[Given data — start]
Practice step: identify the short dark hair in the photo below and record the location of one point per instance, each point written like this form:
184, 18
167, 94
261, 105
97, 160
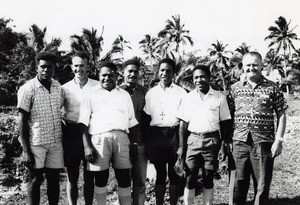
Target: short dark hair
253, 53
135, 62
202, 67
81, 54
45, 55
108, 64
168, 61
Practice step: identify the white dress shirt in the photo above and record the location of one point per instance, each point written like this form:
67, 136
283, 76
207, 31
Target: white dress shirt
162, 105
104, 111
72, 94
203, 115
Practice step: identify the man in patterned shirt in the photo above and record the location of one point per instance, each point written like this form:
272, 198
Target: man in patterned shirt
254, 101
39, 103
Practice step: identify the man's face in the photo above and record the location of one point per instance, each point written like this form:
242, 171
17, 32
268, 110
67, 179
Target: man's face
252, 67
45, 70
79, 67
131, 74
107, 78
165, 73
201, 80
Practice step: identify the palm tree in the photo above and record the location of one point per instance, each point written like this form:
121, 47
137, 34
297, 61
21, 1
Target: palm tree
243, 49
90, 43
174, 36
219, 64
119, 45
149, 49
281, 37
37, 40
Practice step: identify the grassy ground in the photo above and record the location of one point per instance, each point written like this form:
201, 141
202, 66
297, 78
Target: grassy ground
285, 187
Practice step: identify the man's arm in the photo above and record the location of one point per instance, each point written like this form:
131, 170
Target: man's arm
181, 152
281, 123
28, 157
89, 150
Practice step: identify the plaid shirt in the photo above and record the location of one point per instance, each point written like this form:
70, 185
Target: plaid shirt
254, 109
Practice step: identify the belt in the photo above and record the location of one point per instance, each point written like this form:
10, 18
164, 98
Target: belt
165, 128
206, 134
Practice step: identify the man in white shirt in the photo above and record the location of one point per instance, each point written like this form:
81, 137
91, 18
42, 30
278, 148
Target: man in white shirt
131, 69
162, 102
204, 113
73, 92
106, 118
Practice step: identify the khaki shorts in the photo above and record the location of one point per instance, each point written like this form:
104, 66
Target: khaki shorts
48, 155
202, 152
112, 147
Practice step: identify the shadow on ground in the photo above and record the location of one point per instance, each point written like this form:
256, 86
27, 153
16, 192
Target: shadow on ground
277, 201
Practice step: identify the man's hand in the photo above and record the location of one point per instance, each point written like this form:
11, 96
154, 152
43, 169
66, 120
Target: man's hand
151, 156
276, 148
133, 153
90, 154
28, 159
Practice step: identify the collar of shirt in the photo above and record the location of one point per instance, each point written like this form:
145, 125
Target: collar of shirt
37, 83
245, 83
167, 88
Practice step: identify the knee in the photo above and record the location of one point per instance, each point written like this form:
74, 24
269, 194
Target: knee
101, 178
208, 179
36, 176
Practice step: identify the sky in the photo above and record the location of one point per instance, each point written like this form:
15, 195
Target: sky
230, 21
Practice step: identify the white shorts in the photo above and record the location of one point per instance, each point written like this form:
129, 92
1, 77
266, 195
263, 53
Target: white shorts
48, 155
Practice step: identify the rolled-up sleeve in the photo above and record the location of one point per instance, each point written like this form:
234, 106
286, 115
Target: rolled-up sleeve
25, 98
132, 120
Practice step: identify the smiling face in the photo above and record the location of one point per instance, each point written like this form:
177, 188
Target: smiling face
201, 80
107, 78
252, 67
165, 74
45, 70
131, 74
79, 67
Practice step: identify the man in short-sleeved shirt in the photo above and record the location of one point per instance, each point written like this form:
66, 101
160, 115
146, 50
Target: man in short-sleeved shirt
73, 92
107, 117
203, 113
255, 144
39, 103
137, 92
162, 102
[Given data — finish]
[Given data — start]
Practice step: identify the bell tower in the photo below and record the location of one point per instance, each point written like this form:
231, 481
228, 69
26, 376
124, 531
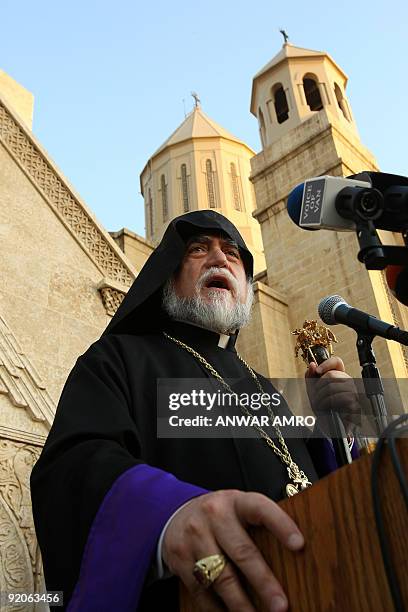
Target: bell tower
[Given data — finish]
[Given data — start]
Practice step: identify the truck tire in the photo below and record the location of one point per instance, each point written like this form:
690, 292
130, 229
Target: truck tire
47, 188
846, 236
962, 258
[Given data — finish]
What to do: Count every line in the records that holds "below" and give that count by itself.

Output: 3